=== Fragmento del documento ===

Antes de empezar
•Un dolor que me duele.
•Una larga y profunda desesperanza, un deseo de seguir aquí con los míos, en la casa, en las calles; luchar, ¿por qué claudicar?; unas pocas palabras, nunca las mismas, siempre deseosas, nunca quemadas, plagadas de angustia, desoladas, y a la vez, en busca de respuestas: “otra vez hoy, ¿cuándo mañana?”
•Una certeza incuestionable: “la muerte ha copado todo, crece dentro de mí. Me ningunea: sólo habla el dolor. Mientras vivo, ¿cómo saber cuándo se deja de existir?”
•Una realidad incontrovertible, “donde finaliza el yo sano empieza el yo enfermo”.
•Un cierre crudo, apoteósico, “no permitiré que la muerte me acabe antes de partir. Me quedaré con la vida, no con el dolor, no con el cuerpo roto, inservible, rasgado”.
•Una mirada ilimitada, unos guiños al ser amado, rodeados de tristeza, saturados de dolor, “unas palabras desde mi cuerpo: decir, antes de decir adiós, te amo”.
•Unas líneas, pocas, suficientes, descarnadas, “lo que digo no se escucha, lo que veo no me mira, lo que cojo entre mis manos escapa. ¿Mañana?, ¿la calle?, ¿café?, ¿crisparse ante la demolición del mundo? Lo mío ha dejado de ser mío. Sólo un último deseo: huir del dolor. No tolero más humillación”.
Palabras vivas, impregnadas de dolor y sabiduría, palabras que recuerdan y piden, palabras de todos los días:
—Estoy tranquila —dijo una niña con leucemia, lastimada por los procedimientos médicos habituales.

=== Material proporcionado ===

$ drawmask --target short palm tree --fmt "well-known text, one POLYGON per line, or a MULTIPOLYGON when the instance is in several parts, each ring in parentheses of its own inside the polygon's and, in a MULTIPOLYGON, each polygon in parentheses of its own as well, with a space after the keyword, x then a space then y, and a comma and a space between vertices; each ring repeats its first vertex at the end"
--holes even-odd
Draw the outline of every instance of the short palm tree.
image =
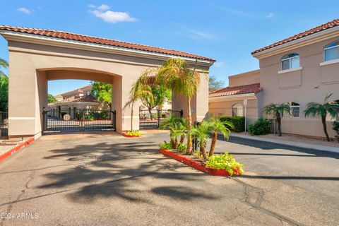
POLYGON ((281 136, 281 116, 286 112, 289 114, 290 114, 290 107, 287 103, 278 103, 273 104, 271 103, 268 105, 266 105, 263 107, 263 112, 266 114, 272 114, 275 119, 278 122, 278 131, 279 133, 279 136, 281 136))
POLYGON ((220 132, 224 136, 224 138, 227 138, 230 136, 231 131, 229 128, 234 129, 233 124, 230 121, 220 121, 221 115, 218 117, 210 116, 208 121, 210 121, 210 126, 213 131, 212 133, 212 142, 210 143, 210 153, 208 156, 213 156, 214 155, 214 150, 215 149, 215 144, 217 143, 218 132, 220 132))
POLYGON ((325 97, 323 104, 310 102, 307 105, 306 110, 304 110, 305 117, 319 115, 321 117, 321 122, 323 123, 323 133, 326 136, 327 141, 330 141, 330 137, 327 133, 326 126, 326 116, 328 114, 332 118, 335 117, 339 112, 339 105, 335 102, 330 102, 328 99, 332 96, 333 93, 328 94, 325 97))
POLYGON ((186 153, 191 154, 191 100, 199 88, 201 75, 196 69, 191 69, 184 59, 171 58, 165 61, 162 66, 158 69, 155 81, 157 84, 172 89, 175 93, 181 95, 186 99, 188 107, 186 153))
MULTIPOLYGON (((7 69, 8 67, 8 63, 3 59, 0 58, 0 69, 3 67, 4 69, 7 69)), ((0 77, 7 76, 6 73, 0 70, 0 77)))
POLYGON ((203 121, 198 126, 192 129, 192 136, 200 147, 200 153, 205 160, 208 158, 206 153, 206 145, 210 138, 210 124, 208 121, 203 121))
POLYGON ((142 74, 139 78, 133 83, 129 91, 129 101, 126 105, 131 105, 131 131, 133 131, 133 114, 134 103, 141 97, 148 96, 153 98, 152 88, 148 83, 148 78, 146 74, 142 74))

===

=== Tareas y ejercicios ===
1 > Enumere el sustantivo que sigue al artículo inicial en cada una de las viñetas del pasaje.
2 > Copie de nuevo el pasaje, todo lo que va desde "Palabras vivas, impregnadas" hasta "procedimientos médicos habituales.", y cambie "niña" por "mujer".
3 > Indique si cada afirmación concuerda con el pasaje y cite las palabras que lo deciden: (a) una niña con leucemia dijo que estaba tranquila; (b) según el pasaje, donde termina el yo enfermo empieza el yo sano; (c) el último deseo mencionado es volver a la calle.
Las filas forman un material independiente del pasaje.

=== Respuestas escritas ===
1 > dolor, desesperanza, certeza, realidad, cierre, mirada, líneas

2 >
Palabras vivas, impregnadas de dolor y sabiduría, palabras que recuerdan y piden, palabras de todos los días:
—Estoy tranquila —dijo una mujer con leucemia, lastimada por los procedimientos médicos habituales.

3 >
(a) Sí: "—Estoy tranquila —dijo una niña con leucemia".
(b) No: "donde finaliza el yo sano empieza el yo enfermo".
(c) No: "Sólo un último deseo: huir del dolor."